**Text under study**
▼
USDA Issues Report on PETA Abuse Claims at Hollywood's Top Animal Training Firm
PETA and Birds & Animals Unlimited (which has production credits on 'Game of Thrones' and 'Harry Potter' films) offer different perspectives on the preliminary report, which takes action on some allegations.
Two months after the U.S. Department of Agriculture raided the entertainment industry’s top animal training facility, investigating allegations of multiple violations of the federal Animal Welfare Act, the agency has issued a preliminary report.
The raid occurred Jan. 4, shortly after The Hollywood Reporter informed the USDA of a complaint filed by People for the Ethical Treatment of Animals, which claimed that the Acton, Calif.-based facility, Birds & Animals Unlimited — whose credits range form Game of Thrones to Harry Potter — had not provided proper shelter, nutrition and medical treatment to animals under its care.
Now that the report is in, both sides are spinning.
▲
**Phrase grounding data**
▼
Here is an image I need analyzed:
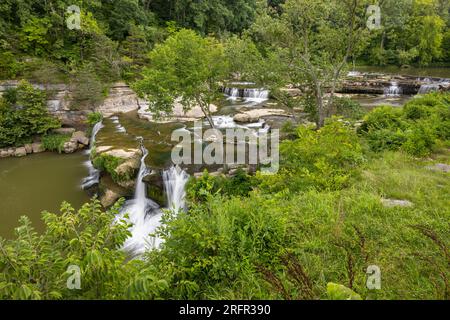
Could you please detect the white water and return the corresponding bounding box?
[418,83,440,94]
[118,140,189,255]
[224,88,270,103]
[163,166,189,212]
[110,116,127,133]
[81,121,103,190]
[384,81,402,97]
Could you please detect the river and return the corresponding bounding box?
▲
**What to produce**
According to the USDA report article, on what date did the raid on the animal training facility take place? Please give the date.

**Response to this task**
Jan. 4